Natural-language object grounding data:
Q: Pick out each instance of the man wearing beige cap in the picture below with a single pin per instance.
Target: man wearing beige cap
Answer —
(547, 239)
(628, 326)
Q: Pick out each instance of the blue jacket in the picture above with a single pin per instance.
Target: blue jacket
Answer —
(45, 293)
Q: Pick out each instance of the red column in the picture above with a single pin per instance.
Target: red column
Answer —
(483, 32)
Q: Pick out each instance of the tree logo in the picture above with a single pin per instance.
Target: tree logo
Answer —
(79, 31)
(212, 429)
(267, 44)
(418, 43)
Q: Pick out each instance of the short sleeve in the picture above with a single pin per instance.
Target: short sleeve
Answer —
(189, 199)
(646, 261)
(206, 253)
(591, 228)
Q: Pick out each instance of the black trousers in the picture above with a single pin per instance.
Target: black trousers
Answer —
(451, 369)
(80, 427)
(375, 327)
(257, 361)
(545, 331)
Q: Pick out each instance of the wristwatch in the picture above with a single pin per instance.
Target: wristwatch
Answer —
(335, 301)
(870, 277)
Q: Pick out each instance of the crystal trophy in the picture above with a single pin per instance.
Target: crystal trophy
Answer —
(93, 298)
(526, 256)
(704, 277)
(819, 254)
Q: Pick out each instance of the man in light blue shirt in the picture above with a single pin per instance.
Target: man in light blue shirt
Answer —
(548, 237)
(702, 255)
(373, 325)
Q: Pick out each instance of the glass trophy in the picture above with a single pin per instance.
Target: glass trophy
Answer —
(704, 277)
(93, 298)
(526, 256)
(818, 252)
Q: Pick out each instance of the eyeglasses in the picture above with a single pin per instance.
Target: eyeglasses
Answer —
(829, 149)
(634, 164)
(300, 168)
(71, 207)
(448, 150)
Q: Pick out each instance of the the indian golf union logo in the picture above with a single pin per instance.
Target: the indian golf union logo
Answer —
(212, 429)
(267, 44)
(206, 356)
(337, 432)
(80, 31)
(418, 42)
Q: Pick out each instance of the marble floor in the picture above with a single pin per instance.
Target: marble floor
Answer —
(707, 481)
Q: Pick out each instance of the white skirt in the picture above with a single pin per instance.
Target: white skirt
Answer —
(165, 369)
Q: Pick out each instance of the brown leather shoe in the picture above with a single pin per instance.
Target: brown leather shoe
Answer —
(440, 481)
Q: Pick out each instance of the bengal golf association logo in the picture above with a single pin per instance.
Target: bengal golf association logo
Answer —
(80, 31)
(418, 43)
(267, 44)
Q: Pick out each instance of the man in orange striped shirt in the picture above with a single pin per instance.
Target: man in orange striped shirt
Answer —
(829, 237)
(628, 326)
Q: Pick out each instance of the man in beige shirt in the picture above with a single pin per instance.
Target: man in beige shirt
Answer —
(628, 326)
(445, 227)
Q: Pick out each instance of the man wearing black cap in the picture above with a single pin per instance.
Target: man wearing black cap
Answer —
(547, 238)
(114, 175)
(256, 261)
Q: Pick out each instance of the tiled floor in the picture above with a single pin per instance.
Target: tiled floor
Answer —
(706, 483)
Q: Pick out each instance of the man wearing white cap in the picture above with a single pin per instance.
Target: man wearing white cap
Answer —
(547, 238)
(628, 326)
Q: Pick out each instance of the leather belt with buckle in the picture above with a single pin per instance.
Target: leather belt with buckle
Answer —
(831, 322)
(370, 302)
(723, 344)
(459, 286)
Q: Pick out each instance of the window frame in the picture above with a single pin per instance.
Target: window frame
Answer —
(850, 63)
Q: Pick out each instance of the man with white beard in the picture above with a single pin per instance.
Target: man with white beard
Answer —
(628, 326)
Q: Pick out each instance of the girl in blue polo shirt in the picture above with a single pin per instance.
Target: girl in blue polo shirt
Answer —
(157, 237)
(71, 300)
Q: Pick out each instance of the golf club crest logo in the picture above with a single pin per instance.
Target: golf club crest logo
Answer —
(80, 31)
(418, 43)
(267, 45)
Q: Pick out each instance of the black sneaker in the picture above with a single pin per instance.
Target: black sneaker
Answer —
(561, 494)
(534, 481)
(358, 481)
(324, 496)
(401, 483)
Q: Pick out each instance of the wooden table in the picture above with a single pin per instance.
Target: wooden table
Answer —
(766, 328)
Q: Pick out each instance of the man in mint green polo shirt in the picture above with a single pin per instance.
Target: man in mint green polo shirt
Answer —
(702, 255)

**Problem**. The result is a copy of every line above where the word "tiled" shows up.

**Solved exercise**.
Q: Pick out each instance of the tiled floor in the picture above with a single pin per instance.
Target: tiled floor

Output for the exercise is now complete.